Article →
################
And suddenly, we've extended the power of composition to things that the traditional (.) operation doesn't work on. This is a source of new abstraction power. Kleisli categories work with more types than just Maybe. They work with every type that can assemble a proper category, obeying the category laws.
Left identity: id . f = f
Right identity: f . id = f
Associativity: f . (g . h) = (f . g) . h
As long as you can prove that your type obeys those three laws, you can turn it into a Kleisli category. And what's the big deal about that? Well, it turns out that monads are exactly the same thing as Kleisli categories. Monad's return is the same as Kleisli id. Monad's (>>=) isn't identical to Kleisli (.), but it turns out to be very easy to write each in terms of the other. And the category laws are the same as the monad laws, when you translate them across the difference between (>>=) and (.).
So why go through all this bother? Why have a Monad abstraction in the language? As I alluded to above, it enables code reuse. It even enables code reuse along two different dimensions.
The first dimension of code reuse comes directly from the presence of the abstraction. You can write code that works across all instances of the abstraction. There's the entire monad-loops package consisting of loops that work with any instance of Monad.
################
Brief 1 →
Answer these questions from the passage on Kleisli categories and monads:
(a) According to the passage, what is Monad's return the same as?
(b) How many laws must a type be proven to obey before it can be turned into a Kleisli category?
(c) Which package is named as consisting of loops that work with any instance of Monad?
Brief 2 →
Turn the paragraph of the passage on Kleisli categories and monads that begins "As long as you can prove" into a short bulleted list that keeps its main facts.
Brief 3 →
Write out a section of the passage on Kleisli categories and monads word for word, beginning at the words "The first dimension" and stopping after "instance of Monad.".

Excerpts of pointing data →
################
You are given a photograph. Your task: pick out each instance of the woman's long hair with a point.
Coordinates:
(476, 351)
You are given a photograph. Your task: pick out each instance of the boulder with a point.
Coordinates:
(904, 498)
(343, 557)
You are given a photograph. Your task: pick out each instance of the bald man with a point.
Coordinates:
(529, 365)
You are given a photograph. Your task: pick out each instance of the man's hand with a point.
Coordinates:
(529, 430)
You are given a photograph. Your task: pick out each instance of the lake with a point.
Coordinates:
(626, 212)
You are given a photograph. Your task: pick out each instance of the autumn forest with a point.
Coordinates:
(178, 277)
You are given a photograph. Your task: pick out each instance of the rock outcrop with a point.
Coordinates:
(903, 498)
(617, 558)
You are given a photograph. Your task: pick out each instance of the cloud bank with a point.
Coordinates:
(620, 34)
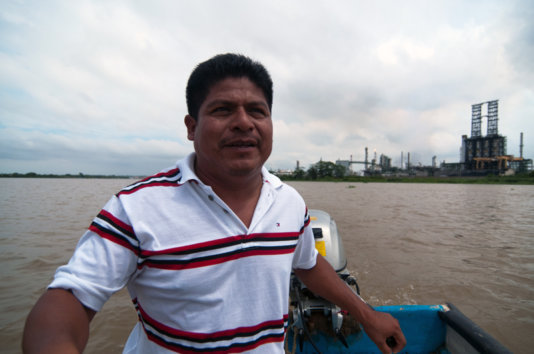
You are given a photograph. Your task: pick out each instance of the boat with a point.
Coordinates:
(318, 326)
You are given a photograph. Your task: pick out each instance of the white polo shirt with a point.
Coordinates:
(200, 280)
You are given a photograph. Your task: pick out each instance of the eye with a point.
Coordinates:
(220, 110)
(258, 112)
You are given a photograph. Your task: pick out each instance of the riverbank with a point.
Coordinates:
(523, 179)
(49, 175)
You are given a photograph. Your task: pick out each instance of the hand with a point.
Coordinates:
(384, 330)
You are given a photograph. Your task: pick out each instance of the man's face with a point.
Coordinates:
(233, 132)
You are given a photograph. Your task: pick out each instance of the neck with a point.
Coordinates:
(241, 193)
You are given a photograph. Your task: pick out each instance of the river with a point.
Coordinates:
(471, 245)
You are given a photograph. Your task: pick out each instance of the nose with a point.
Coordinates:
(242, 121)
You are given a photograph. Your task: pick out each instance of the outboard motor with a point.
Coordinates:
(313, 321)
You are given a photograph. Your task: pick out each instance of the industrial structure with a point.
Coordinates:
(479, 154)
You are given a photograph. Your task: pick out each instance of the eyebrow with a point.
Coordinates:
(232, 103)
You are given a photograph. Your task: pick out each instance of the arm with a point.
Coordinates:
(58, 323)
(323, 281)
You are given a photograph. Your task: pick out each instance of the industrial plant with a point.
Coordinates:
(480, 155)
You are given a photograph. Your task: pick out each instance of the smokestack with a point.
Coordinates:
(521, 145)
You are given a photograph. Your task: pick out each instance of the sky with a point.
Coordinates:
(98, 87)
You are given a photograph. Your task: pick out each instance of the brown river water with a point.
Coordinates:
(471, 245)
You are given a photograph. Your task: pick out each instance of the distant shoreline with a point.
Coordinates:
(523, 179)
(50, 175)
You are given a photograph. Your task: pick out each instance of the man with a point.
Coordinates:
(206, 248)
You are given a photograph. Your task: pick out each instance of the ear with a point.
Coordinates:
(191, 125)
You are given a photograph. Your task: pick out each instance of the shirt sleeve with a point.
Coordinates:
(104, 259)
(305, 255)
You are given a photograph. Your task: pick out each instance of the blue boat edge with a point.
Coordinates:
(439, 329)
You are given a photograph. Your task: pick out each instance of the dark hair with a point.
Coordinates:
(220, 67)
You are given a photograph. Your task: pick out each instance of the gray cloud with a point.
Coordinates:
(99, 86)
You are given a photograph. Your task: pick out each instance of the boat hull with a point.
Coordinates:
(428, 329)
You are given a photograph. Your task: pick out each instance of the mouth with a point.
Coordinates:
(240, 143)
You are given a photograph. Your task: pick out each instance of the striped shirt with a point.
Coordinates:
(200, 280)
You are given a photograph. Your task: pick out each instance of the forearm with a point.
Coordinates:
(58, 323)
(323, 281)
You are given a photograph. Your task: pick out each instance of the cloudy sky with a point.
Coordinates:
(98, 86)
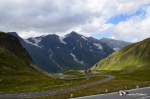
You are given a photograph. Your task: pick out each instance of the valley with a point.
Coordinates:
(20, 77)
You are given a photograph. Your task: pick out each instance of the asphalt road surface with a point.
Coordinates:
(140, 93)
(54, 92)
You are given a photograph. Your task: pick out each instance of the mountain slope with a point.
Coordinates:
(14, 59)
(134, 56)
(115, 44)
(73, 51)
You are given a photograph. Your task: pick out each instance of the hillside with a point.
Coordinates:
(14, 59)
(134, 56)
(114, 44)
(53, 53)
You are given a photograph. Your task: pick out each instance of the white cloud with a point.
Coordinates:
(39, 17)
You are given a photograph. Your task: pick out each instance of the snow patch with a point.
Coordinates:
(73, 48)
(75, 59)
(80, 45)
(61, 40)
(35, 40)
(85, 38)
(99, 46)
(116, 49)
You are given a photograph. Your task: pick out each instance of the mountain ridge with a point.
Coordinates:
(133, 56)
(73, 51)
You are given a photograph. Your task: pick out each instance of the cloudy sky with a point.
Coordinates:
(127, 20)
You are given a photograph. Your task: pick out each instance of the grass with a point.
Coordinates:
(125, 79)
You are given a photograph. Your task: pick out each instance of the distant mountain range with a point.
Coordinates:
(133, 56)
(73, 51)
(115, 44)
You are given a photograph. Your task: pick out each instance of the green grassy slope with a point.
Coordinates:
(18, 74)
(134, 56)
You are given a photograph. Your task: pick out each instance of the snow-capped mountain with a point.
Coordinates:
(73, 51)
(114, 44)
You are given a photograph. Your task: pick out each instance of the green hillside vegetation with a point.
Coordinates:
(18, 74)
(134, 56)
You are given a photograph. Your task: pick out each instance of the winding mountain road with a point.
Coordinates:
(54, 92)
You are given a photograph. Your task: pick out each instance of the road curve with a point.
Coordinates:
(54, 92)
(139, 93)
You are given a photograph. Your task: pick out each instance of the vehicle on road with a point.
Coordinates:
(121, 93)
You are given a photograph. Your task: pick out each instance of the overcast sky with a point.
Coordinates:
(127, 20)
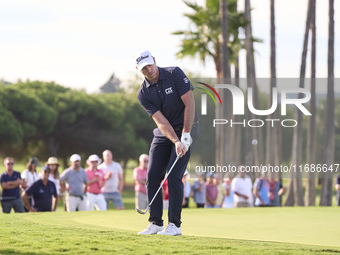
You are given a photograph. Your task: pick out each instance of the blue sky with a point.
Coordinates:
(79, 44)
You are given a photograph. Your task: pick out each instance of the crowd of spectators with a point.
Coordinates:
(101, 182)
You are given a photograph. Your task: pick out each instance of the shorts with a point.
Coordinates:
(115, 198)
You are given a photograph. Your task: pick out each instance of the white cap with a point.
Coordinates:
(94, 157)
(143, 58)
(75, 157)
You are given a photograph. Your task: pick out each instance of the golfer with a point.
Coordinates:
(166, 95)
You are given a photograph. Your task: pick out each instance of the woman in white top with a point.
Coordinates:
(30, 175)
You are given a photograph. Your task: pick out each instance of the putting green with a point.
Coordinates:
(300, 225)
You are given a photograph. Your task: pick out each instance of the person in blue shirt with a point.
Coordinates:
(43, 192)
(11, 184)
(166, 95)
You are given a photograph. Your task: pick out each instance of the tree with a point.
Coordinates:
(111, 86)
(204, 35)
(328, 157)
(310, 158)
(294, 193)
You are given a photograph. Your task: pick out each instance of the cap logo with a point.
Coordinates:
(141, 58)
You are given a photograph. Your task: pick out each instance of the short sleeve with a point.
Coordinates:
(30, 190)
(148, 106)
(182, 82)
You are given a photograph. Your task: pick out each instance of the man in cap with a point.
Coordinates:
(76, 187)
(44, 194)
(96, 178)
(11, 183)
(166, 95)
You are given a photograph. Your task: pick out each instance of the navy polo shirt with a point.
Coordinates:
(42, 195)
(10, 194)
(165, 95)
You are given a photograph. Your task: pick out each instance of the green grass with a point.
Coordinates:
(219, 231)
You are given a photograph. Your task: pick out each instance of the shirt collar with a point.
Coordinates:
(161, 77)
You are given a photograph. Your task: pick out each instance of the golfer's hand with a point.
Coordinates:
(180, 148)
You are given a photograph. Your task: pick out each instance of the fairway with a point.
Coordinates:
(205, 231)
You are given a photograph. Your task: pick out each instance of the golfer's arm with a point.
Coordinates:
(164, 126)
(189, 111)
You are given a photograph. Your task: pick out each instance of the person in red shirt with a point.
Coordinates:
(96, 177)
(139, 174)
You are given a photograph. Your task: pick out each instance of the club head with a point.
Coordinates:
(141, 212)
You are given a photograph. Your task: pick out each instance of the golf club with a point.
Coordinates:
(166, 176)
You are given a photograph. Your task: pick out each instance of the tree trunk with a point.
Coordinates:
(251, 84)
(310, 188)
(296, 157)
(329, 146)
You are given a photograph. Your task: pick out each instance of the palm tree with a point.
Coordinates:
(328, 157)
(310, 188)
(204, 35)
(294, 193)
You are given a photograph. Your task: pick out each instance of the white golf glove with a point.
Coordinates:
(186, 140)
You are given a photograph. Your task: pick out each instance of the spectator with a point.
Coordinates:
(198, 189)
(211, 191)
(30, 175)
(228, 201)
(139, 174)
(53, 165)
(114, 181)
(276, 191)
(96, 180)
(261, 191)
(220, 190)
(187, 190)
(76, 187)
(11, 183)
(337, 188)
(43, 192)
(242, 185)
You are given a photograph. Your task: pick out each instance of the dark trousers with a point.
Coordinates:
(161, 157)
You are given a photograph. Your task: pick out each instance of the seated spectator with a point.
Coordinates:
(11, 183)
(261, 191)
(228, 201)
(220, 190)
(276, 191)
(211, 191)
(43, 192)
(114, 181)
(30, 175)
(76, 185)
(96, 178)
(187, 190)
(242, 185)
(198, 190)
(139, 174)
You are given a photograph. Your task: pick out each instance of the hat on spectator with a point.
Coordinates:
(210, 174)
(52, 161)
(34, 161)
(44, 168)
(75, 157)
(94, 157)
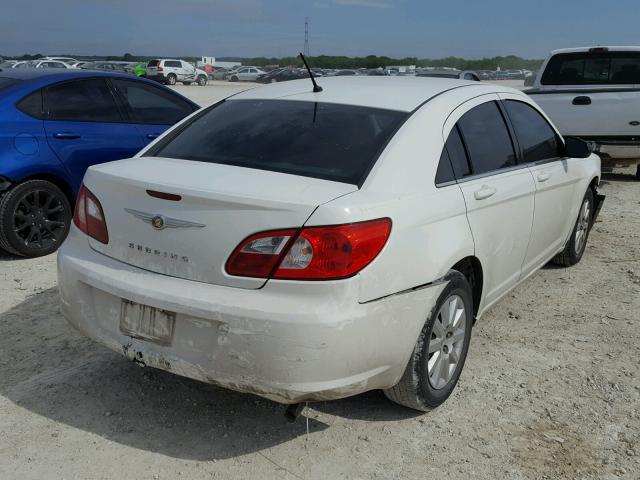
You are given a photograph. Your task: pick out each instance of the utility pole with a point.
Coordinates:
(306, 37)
################
Result 1 →
(a) Kleisli id.
(b) Three.
(c) The monad-loops package.

Result 2 →
- A type proven to obey the three category laws can be turned into a Kleisli category.
- Monads are exactly the same thing as Kleisli categories.
- Monad's return is the same as Kleisli id.
- Monad's (>>=) is not identical to Kleisli (.), but each is easy to write in terms of the other.
- The category laws match the monad laws once the difference between (>>=) and (.) is accounted for.

Result 3 →
The first dimension of code reuse comes directly from the presence of the abstraction. You can write code that works across all instances of the abstraction. There's the entire monad-loops package consisting of loops that work with any instance of Monad.